## [What is expected]
Your answer should be the lines below from the one with "Phrase: duckling's wing" to the one with "the duckling's claw.", both included, given again exactly and with nothing added.

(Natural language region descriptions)
★ ★ ★ ★ ★ ★ ★
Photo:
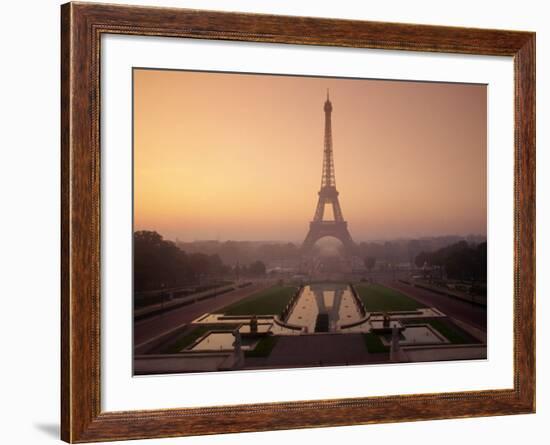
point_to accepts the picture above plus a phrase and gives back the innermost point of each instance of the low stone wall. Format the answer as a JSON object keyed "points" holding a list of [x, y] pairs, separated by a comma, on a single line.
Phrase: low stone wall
{"points": [[290, 305]]}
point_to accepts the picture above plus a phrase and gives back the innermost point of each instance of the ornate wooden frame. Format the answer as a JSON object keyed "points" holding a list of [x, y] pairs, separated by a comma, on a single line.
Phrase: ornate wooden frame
{"points": [[81, 28]]}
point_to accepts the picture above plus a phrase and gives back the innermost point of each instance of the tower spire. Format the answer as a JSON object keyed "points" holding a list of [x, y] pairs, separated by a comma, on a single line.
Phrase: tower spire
{"points": [[328, 195]]}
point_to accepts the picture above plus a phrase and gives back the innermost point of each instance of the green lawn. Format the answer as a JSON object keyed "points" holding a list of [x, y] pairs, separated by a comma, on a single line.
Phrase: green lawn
{"points": [[374, 344], [267, 302], [378, 298], [188, 337], [263, 348], [448, 329]]}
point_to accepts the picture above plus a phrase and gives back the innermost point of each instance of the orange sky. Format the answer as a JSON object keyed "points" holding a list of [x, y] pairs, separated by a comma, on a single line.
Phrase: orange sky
{"points": [[237, 156]]}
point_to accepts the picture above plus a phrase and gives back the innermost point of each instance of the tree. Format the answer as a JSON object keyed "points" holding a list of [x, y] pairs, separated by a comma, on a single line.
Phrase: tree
{"points": [[257, 268]]}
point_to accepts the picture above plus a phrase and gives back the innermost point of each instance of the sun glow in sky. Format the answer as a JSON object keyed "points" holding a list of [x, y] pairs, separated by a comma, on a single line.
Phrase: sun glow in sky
{"points": [[239, 156]]}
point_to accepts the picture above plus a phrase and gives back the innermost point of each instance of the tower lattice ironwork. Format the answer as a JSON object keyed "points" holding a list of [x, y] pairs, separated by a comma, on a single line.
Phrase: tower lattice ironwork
{"points": [[328, 195]]}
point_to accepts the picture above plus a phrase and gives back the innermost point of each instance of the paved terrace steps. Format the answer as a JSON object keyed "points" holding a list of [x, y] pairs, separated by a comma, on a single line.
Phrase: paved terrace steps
{"points": [[183, 301], [161, 323]]}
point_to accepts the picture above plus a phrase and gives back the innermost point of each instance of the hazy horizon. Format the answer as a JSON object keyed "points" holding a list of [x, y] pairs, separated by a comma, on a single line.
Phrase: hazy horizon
{"points": [[239, 156]]}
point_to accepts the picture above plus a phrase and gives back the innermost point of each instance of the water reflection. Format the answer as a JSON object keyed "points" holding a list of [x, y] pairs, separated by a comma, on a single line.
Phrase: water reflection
{"points": [[324, 308]]}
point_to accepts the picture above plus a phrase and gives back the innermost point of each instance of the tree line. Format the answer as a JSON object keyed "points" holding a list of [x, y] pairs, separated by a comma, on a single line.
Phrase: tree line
{"points": [[461, 261], [160, 263]]}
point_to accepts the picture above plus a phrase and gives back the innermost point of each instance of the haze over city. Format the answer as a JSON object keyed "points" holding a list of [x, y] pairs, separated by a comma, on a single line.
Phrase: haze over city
{"points": [[234, 156]]}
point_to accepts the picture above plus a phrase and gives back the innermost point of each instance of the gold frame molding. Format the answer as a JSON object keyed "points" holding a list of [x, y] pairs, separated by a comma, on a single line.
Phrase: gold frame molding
{"points": [[82, 25]]}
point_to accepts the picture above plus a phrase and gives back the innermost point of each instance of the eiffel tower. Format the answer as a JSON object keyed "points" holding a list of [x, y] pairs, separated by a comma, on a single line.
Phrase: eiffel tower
{"points": [[337, 228]]}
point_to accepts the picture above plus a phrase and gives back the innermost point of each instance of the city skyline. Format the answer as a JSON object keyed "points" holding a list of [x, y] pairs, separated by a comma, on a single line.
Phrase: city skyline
{"points": [[238, 156]]}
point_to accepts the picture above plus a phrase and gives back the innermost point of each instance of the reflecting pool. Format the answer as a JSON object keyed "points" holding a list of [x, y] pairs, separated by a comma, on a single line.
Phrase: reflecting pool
{"points": [[324, 308]]}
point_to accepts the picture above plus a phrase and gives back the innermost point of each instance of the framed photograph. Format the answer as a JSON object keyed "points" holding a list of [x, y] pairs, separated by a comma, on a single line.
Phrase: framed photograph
{"points": [[274, 222]]}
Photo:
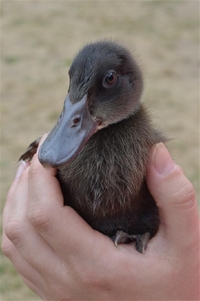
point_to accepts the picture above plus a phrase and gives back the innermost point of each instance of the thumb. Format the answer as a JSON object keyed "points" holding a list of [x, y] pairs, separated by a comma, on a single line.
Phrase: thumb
{"points": [[174, 196]]}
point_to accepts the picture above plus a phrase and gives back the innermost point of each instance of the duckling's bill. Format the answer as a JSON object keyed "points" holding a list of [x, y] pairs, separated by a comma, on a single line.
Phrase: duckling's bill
{"points": [[73, 129]]}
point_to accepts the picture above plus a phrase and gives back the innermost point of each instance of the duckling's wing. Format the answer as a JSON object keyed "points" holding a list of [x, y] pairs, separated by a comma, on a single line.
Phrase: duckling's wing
{"points": [[32, 149]]}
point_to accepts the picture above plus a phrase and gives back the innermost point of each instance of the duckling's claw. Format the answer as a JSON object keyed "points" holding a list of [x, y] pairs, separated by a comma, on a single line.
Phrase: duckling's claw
{"points": [[142, 240], [122, 237], [32, 149]]}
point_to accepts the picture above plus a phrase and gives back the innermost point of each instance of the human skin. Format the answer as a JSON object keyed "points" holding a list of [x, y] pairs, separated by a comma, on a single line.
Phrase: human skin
{"points": [[60, 257]]}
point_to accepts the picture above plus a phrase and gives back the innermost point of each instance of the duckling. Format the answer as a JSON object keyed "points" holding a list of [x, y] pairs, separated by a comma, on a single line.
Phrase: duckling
{"points": [[101, 143]]}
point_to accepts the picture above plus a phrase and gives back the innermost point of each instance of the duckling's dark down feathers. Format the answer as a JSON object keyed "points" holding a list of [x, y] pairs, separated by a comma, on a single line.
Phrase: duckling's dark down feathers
{"points": [[104, 178]]}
★ ★ ★ ★ ★ ★ ★
## [Task response]
Phrase: duckling's wing
{"points": [[32, 149]]}
point_to accepts the picture above plus a phrase and gives back the innermost point of each instance of the duckling's claw. Format the answer as a JSON object keyed "points" holding a list of [x, y] pairs, separated by a comma, on a single line.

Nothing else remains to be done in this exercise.